**THE TASK:** Pick every line from the data that holds the word "green".

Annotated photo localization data
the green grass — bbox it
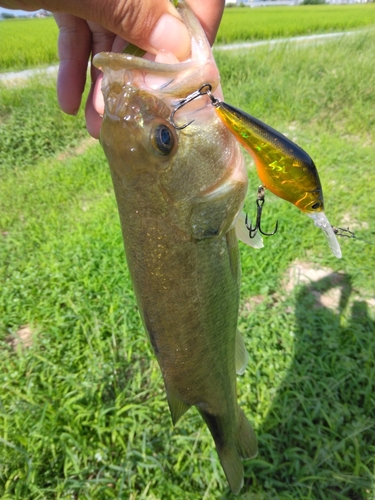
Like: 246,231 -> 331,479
1,31 -> 375,499
0,17 -> 58,71
0,79 -> 88,171
217,4 -> 375,43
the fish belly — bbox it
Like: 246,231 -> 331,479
116,204 -> 257,493
128,226 -> 239,412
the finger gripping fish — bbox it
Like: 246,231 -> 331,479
94,1 -> 257,494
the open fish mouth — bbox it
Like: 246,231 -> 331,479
93,1 -> 220,107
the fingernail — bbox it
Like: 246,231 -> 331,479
149,13 -> 190,61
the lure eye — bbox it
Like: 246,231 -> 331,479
311,202 -> 322,210
151,124 -> 175,156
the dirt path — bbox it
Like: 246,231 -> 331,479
214,29 -> 361,51
0,64 -> 59,84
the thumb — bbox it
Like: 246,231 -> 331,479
116,0 -> 191,59
51,0 -> 191,60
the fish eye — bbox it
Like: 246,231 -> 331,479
151,124 -> 175,156
311,202 -> 321,210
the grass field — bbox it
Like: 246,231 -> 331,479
1,4 -> 375,71
0,17 -> 58,71
1,18 -> 375,500
0,80 -> 88,171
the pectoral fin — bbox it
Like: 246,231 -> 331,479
165,384 -> 191,425
235,329 -> 249,375
235,212 -> 264,249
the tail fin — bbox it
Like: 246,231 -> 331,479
236,407 -> 258,459
216,444 -> 245,495
201,407 -> 258,494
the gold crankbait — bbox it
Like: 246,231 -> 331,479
170,84 -> 342,258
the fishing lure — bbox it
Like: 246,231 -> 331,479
170,84 -> 342,258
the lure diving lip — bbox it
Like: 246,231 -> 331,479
170,84 -> 342,258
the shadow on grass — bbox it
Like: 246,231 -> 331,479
243,273 -> 375,499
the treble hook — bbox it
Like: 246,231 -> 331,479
245,186 -> 279,239
169,83 -> 217,130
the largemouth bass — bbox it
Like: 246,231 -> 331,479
94,1 -> 257,493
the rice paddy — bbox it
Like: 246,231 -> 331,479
0,17 -> 58,71
217,4 -> 375,43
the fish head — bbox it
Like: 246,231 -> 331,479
94,0 -> 246,214
97,76 -> 246,229
99,84 -> 179,178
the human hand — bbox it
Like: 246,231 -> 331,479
0,0 -> 225,138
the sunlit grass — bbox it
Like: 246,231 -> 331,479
0,78 -> 88,171
0,30 -> 374,499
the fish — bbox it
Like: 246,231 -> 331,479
206,96 -> 342,258
93,0 -> 258,494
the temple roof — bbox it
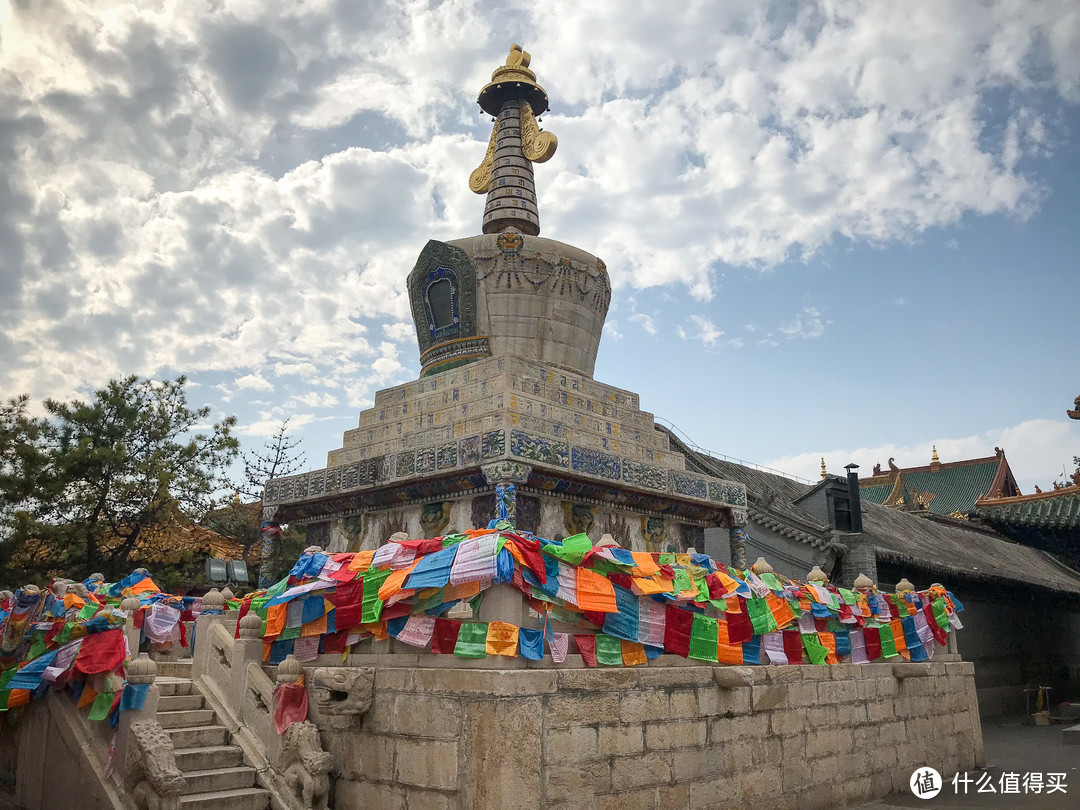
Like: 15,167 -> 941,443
974,486 -> 1080,530
859,451 -> 1018,517
658,427 -> 1080,595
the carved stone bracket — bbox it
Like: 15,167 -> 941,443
308,667 -> 375,730
126,720 -> 185,810
279,721 -> 332,810
481,461 -> 532,485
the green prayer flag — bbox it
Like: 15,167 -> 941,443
454,622 -> 489,658
78,603 -> 98,620
0,670 -> 15,691
552,606 -> 579,626
688,614 -> 719,662
760,573 -> 783,591
27,637 -> 47,662
801,633 -> 828,665
551,534 -> 592,565
746,597 -> 778,635
595,634 -> 622,666
590,559 -> 622,577
265,578 -> 290,598
693,577 -> 711,604
932,598 -> 950,632
361,568 -> 393,623
785,597 -> 802,617
279,626 -> 301,641
442,533 -> 466,548
673,568 -> 694,594
837,588 -> 857,606
659,554 -> 676,565
87,690 -> 114,721
878,627 -> 898,659
56,623 -> 73,644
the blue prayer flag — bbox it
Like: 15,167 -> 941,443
404,544 -> 459,590
518,627 -> 544,661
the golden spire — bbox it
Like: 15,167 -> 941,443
820,458 -> 827,480
931,445 -> 939,464
470,44 -> 558,235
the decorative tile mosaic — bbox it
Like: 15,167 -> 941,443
671,472 -> 708,499
571,446 -> 621,480
396,451 -> 416,477
416,448 -> 436,474
437,443 -> 458,469
481,429 -> 505,459
459,436 -> 481,465
621,460 -> 667,491
511,429 -> 570,468
722,482 -> 747,506
325,469 -> 341,492
308,474 -> 325,497
341,464 -> 360,490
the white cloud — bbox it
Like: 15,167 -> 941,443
629,313 -> 658,335
778,306 -> 829,340
603,321 -> 623,340
766,419 -> 1080,494
677,314 -> 724,347
235,373 -> 273,391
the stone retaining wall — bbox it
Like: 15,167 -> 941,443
325,661 -> 983,810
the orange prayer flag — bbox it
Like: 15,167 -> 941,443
130,577 -> 159,595
5,690 -> 30,709
77,685 -> 98,709
631,575 -> 672,595
485,621 -> 518,656
629,552 -> 660,576
378,562 -> 418,601
64,593 -> 86,610
348,550 -> 376,573
620,640 -> 648,666
820,632 -> 838,664
890,620 -> 908,653
444,580 -> 482,603
301,611 -> 328,637
724,597 -> 741,614
369,621 -> 389,641
715,570 -> 740,595
576,567 -> 618,612
265,604 -> 287,637
716,622 -> 743,665
766,593 -> 795,630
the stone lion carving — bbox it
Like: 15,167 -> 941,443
311,667 -> 375,716
126,721 -> 185,810
280,721 -> 332,810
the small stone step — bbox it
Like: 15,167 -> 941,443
179,787 -> 269,810
173,745 -> 244,771
179,766 -> 257,795
155,660 -> 194,678
157,678 -> 194,697
157,709 -> 216,729
159,694 -> 204,712
167,725 -> 229,748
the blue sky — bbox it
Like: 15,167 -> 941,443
1,0 -> 1077,495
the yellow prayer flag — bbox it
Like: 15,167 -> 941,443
485,621 -> 518,656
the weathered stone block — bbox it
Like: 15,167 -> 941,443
341,733 -> 395,781
769,708 -> 807,737
393,693 -> 462,739
395,738 -> 458,790
545,725 -> 599,760
556,668 -> 637,691
547,693 -> 621,727
404,788 -> 455,810
645,719 -> 707,750
618,690 -> 670,723
657,783 -> 691,810
668,690 -> 699,719
546,760 -> 612,795
688,777 -> 740,810
612,751 -> 673,789
598,723 -> 644,756
335,780 -> 406,810
817,680 -> 859,704
596,787 -> 656,810
639,667 -> 713,689
740,763 -> 782,799
463,697 -> 542,809
750,684 -> 787,712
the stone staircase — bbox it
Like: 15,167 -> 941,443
155,660 -> 269,809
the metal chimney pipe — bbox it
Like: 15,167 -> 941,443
845,463 -> 863,533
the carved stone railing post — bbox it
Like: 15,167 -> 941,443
226,612 -> 265,713
115,655 -> 184,808
191,588 -> 226,682
120,595 -> 142,658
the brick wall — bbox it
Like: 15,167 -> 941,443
325,661 -> 982,810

**SOLUTION BELOW:**
the green grass — bbox it
the green prayer flag — bbox it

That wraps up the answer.